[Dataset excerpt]
***

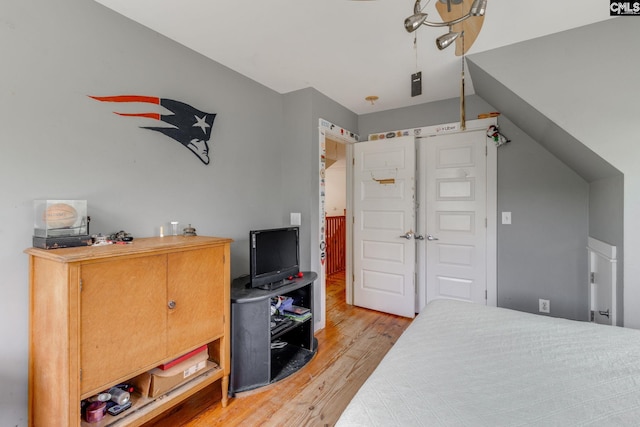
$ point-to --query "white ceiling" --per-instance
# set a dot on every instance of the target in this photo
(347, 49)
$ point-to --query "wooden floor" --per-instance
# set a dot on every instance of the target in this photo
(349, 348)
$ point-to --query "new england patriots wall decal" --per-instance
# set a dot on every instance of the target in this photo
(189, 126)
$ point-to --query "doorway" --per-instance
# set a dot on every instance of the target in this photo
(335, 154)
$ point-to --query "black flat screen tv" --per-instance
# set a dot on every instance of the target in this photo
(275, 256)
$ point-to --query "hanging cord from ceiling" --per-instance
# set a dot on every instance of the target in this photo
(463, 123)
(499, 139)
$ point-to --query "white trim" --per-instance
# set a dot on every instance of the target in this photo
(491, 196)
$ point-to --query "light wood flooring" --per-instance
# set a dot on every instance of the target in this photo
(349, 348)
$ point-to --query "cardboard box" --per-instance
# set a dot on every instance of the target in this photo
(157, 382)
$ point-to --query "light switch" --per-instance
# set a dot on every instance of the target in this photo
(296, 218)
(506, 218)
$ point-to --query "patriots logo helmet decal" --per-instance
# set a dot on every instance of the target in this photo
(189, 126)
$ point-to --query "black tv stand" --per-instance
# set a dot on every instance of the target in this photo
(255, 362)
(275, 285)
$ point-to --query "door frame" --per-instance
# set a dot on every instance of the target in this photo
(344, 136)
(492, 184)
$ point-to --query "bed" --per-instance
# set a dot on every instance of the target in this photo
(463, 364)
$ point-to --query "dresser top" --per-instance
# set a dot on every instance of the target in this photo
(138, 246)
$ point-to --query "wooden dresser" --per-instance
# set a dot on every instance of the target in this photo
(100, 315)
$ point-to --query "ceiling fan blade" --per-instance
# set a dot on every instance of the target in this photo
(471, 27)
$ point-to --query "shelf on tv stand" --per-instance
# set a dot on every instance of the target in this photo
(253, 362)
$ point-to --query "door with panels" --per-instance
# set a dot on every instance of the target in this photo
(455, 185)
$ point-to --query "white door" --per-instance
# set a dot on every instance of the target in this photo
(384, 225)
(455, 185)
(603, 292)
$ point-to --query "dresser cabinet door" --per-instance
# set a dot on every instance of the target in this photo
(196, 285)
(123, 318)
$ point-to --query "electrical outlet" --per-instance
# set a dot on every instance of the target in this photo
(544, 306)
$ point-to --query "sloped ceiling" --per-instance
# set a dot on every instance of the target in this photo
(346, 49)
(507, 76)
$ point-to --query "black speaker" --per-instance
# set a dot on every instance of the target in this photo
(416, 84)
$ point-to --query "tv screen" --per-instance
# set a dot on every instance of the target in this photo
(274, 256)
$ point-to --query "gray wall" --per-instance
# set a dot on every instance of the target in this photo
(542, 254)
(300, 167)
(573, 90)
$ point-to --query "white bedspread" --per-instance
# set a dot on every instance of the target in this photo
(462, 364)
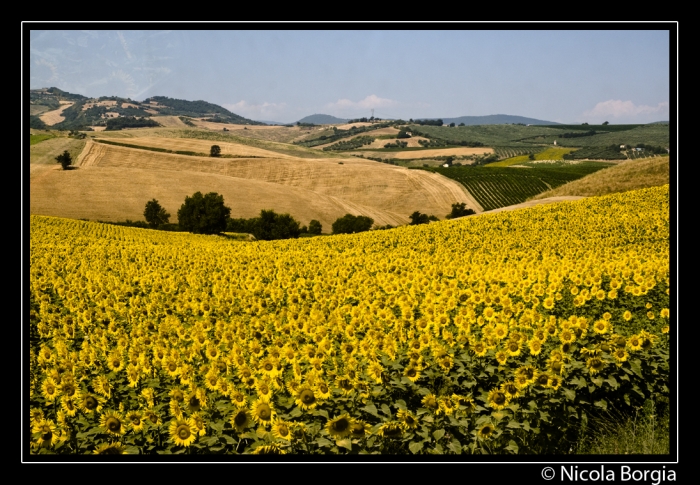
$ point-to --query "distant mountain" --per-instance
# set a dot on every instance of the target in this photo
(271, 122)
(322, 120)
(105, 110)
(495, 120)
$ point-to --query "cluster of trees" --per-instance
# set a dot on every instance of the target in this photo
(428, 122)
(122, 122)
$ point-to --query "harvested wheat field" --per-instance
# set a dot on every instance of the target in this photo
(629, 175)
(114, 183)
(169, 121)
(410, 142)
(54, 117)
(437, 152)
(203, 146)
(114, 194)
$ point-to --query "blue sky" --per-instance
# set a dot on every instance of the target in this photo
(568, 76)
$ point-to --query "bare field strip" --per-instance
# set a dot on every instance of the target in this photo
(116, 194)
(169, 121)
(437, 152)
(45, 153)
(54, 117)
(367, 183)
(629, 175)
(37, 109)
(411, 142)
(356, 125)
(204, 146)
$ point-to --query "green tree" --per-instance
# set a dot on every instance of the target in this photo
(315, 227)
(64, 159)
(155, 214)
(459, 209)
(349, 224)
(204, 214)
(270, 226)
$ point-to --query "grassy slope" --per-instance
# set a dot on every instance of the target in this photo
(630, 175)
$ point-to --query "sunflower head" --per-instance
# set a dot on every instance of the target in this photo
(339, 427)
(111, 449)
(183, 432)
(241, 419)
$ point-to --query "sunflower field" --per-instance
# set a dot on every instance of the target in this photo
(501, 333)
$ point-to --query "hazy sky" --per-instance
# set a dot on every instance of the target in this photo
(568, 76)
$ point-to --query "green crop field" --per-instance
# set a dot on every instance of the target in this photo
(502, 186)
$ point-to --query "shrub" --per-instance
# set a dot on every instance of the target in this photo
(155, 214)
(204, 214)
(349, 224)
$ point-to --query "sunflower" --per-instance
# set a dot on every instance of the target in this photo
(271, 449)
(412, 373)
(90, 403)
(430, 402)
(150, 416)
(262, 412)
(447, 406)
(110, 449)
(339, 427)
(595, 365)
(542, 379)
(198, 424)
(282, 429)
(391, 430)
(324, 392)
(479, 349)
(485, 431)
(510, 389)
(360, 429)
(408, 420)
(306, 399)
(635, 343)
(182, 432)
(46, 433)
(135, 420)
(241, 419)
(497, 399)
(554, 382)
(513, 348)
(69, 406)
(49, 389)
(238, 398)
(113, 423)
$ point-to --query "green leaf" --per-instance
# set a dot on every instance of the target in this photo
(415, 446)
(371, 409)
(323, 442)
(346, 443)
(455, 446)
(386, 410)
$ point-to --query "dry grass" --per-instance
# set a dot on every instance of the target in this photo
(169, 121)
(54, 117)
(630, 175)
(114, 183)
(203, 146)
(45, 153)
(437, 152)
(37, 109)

***

__DO THIS__:
Copy out every line of the material above exactly, skipping the pictures.

__TASK ANSWER__:
$ point-to --query "white ceiling" --per-instance
# set a dot on every instance of the target in this photo
(347, 49)
$ point-to --query "wooden floor" --per-instance
# set a dot on every instance of the target in this photo
(349, 348)
$ point-to --query "new england patriots wall decal" --per-instance
# set a dot on every instance of the target in this photo
(189, 126)
$ point-to --query "doorway" --per-instance
# set a dot on every instance of the target in this photo
(335, 154)
$ point-to --query "black flat screen tv" --per-instance
# set a dot on every instance of the target in this photo
(275, 256)
$ point-to --query "hanging cord from ceiling" --per-instance
# set a dot on every instance of the target in this photo
(463, 123)
(499, 139)
$ point-to --query "white trim" --per-instance
# set a dot on every instance of the target in this photo
(491, 196)
$ point-to --query "light wood flooring" --per-instance
# set a dot on every instance of the target in this photo
(349, 348)
$ point-to --query "cardboard box" --per-instance
# set a dot on every instance of the target in this photo
(157, 382)
$ point-to --query "light switch" --per-instance
# set a dot on every instance of the target in this photo
(296, 218)
(506, 218)
$ point-to --query "patriots logo helmet decal" --per-instance
# set a dot on every instance of the target in this photo
(189, 126)
$ point-to --query "black tv stand" --per-instance
# set a dot on every instance of the target in this photo
(255, 362)
(275, 285)
$ point-to --query "door frame" --per-instance
# set a dot on every instance of the target in this photo
(344, 136)
(492, 184)
$ point-to --query "bed" --per-instance
# set a dot on every instance of the target in this photo
(463, 364)
$ point-to --query "dresser top" --per-instance
# set a dot on every instance of the target in this photo
(138, 246)
$ point-to --query "wooden dresser" --per-instance
# set a dot on every instance of the target in this photo
(100, 315)
$ point-to --query "ceiling fan blade" --per-instance
# set a dot on every instance of the target in this photo
(471, 27)
$ point-to --query "shelf on tv stand" --per-instance
# set a dot on every instance of the target in this photo
(253, 362)
$ point-to --query "door with panels" --per-instance
# set a dot on every instance of the target in this photo
(455, 185)
$ point-to --query "white door" --per-instance
# set a dot on every instance of the target in this photo
(384, 225)
(455, 185)
(603, 292)
$ point-to --query "dresser cabinet door" --per-instance
# set a dot on every instance of the target in this photo
(196, 285)
(123, 318)
$ point-to --query "electrical outlet" --per-instance
# set a dot on every instance of the target in this photo
(544, 306)
$ point-to --query "sloped ceiling" --per-instance
# set a dot on every instance of the target in this photo
(346, 49)
(507, 76)
$ point-to --query "black speaker" --per-instance
# set a dot on every instance of the target in this photo
(416, 84)
$ point-to --query "tv screen" --per-instance
# set a dot on every instance of the target in this photo
(274, 256)
$ point-to --query "gray wall" --per-instance
# set a dot on every instance of the target in this photo
(542, 254)
(300, 167)
(573, 90)
$ point-to --query "white bedspread" --per-instance
# set a dot on every instance of the target in this photo
(462, 364)
$ point-to --query "distant mountain" --per-instance
# set a dot on every instance of the target in this photo
(271, 122)
(322, 120)
(105, 110)
(495, 120)
$ point-to --query "cluster of trees" --per-instance
# set a dot on every instance of the target in this photo
(428, 122)
(122, 122)
$ point-to --query "harvested wheat field" --per-instance
# set a dot on every instance of the target in this photo
(629, 175)
(114, 183)
(169, 121)
(410, 142)
(54, 117)
(437, 152)
(203, 146)
(114, 194)
$ point-to --query "blue sky" --per-instance
# set a dot on every instance of the target in this photo
(568, 76)
$ point-to --query "bare field strip" --per-instance
# set a dot on every instance of the target in this photo
(116, 194)
(169, 121)
(437, 152)
(45, 153)
(54, 117)
(367, 183)
(629, 175)
(37, 109)
(411, 142)
(356, 125)
(204, 146)
$ point-to --query "green tree" --per-instance
# set a dot on every instance of the target in this photo
(315, 227)
(64, 159)
(155, 214)
(459, 209)
(349, 224)
(204, 214)
(270, 226)
$ point-to --query "grassy slope" --per-instance
# set a dot on every instance of the target in this photo
(630, 175)
$ point-to --query "sunflower head" --per-instance
# set a dot on every instance of the target in this photo
(339, 427)
(111, 449)
(183, 432)
(241, 419)
$ point-to --query "sunflower field" --per-instance
# set a dot on every instance of the target in this photo
(501, 333)
$ point-to --query "hazy sky" --per-instance
# set a dot on every instance of the target in this photo
(568, 76)
$ point-to --query "green crop field" --per-instance
# set a dot on every instance of the target in this photo
(502, 186)
$ point-to --query "shrub" --per-instance
# set a dot on every instance of the target in this photo
(155, 214)
(204, 214)
(349, 224)
$ point-to --query "sunflower" --per-instance
# set a dot on every instance of the target in this photo
(271, 449)
(412, 373)
(90, 403)
(430, 402)
(150, 416)
(262, 412)
(447, 406)
(110, 449)
(339, 427)
(595, 365)
(542, 379)
(198, 424)
(282, 429)
(391, 430)
(324, 392)
(479, 349)
(485, 431)
(510, 389)
(360, 429)
(408, 420)
(306, 399)
(635, 343)
(182, 432)
(46, 433)
(135, 420)
(241, 419)
(497, 399)
(554, 382)
(513, 348)
(69, 406)
(49, 389)
(238, 398)
(113, 423)
$ point-to --query "green leaf" --per-instance
# set a dot on every instance of the target in this photo
(415, 446)
(371, 409)
(323, 442)
(346, 443)
(455, 446)
(386, 410)
$ point-to --query "dry grass" --per-instance
# set a dot on every instance of the target in this photo
(169, 121)
(54, 117)
(630, 175)
(114, 183)
(203, 146)
(45, 153)
(437, 152)
(37, 109)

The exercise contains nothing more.